Problem to solve: In the text on zebrafish WISH staining, what can obscure the view of the stain from the tail bud stage to early somitogenesis?

Supplied text:
┄┄┄┄┄┄┄┄┄┄
In addition to traditional WISH techniques12-16, there has been a continual emergence of advances in WISH methodologies and alternate protocols that have been formulated. These include new ways of signal detection, such as through the use of fluorescence17-19, to methods that enable the localization of microRNAs20. Even so, despite the many improvements that have been made to current cell labeling methods, the effectiveness of these procedures are negated if the stain(s) cannot be easily visualized within the sample of interest at a desired time point. This limitation is problematic for researchers especially when it pertains to the early embryonic stages of zebrafish ontogeny, which could potentially lead to gaps in our understanding of various developmental processes that arise at these times. During normal zebrafish development, the yolk sac will progressively decrease in size as the embryo ages11. Therefore, at these later developmental stages (>24 hours post fertilization), WISH staining is fairly straightforward to analyze because the embryo is larger in comparison to its adjoining yolk sac. However, this is not the case from the tail bud stage to early somitogenesis (when the embryonic mass is positioned around the yolk) where the opaque yolk sac can sometimes obscure the visualization of the stain. Consequently, the method of flat mounting was devised to help alleviate the imaging and data analysis problems associated with the characterization of early zebrafish embryo samples (schematized in Figure 1 and Figure 2), and has been broadly used since the systematic phenotyping of genetic mutations isolated from the first large scale genetic screens21.
┄┄┄┄┄┄┄┄┄┄
Given entries:
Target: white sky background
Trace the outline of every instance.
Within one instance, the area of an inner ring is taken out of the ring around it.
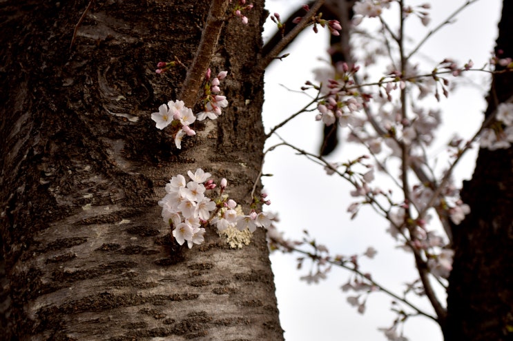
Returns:
[[[406,1],[412,6],[425,2],[427,1]],[[431,1],[430,25],[426,29],[419,25],[416,17],[412,17],[407,21],[407,35],[417,40],[422,38],[464,2],[465,0]],[[267,0],[266,8],[271,13],[279,12],[284,19],[288,13],[302,3],[296,0]],[[396,10],[396,6],[393,8]],[[443,28],[428,41],[421,50],[423,54],[436,62],[451,57],[460,65],[472,59],[476,67],[482,66],[488,61],[494,46],[501,9],[500,0],[481,0],[472,5],[460,14],[455,23]],[[366,19],[363,24],[372,24],[373,21],[376,23],[377,20]],[[269,20],[264,32],[264,39],[272,35],[275,27]],[[280,84],[298,90],[305,81],[314,81],[311,70],[325,64],[318,59],[329,58],[325,52],[328,40],[327,32],[321,30],[315,34],[309,28],[286,51],[291,55],[282,62],[274,61],[266,71],[264,123],[267,131],[309,101],[307,96],[291,92]],[[424,62],[422,65],[424,70],[429,72],[435,64]],[[376,80],[378,76],[376,76]],[[426,102],[426,105],[439,106],[443,110],[444,125],[437,134],[436,147],[431,149],[434,157],[445,152],[444,145],[454,132],[470,137],[483,119],[482,112],[485,109],[484,96],[489,83],[483,75],[470,78],[475,85],[461,86],[456,92],[450,93],[449,99],[443,97],[439,104],[436,101]],[[304,113],[278,132],[288,142],[316,152],[322,125],[315,121],[315,115]],[[342,144],[331,156],[331,161],[347,161],[362,154],[356,145],[344,143],[345,137],[339,135]],[[275,138],[271,138],[267,147],[278,142]],[[475,152],[472,154],[456,168],[459,181],[472,176]],[[439,163],[441,167],[446,165],[444,161]],[[269,209],[279,213],[280,222],[278,227],[285,232],[286,237],[300,239],[302,231],[307,229],[318,243],[327,246],[333,255],[361,254],[367,247],[374,247],[378,251],[376,257],[374,260],[362,258],[362,270],[370,271],[376,282],[398,294],[404,289],[402,285],[416,278],[413,257],[394,249],[394,241],[385,232],[388,224],[384,219],[366,207],[360,210],[354,220],[349,220],[346,209],[353,202],[349,194],[351,188],[343,179],[328,176],[321,167],[304,156],[296,155],[286,147],[280,147],[267,155],[264,172],[274,174],[273,177],[264,178],[263,182],[272,201]],[[307,273],[309,263],[304,263],[302,270],[297,270],[298,256],[280,253],[271,255],[278,308],[287,341],[385,340],[377,328],[390,327],[396,318],[390,311],[391,298],[380,293],[371,294],[367,302],[365,313],[360,315],[346,301],[346,298],[354,293],[344,293],[340,289],[351,276],[349,272],[333,268],[327,280],[309,285],[300,281],[299,278]],[[418,302],[419,306],[432,311],[427,300]],[[443,339],[438,325],[422,317],[407,322],[405,335],[411,341]]]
┄┄┄┄┄┄┄┄┄┄
Reply: The opaque yolk sac.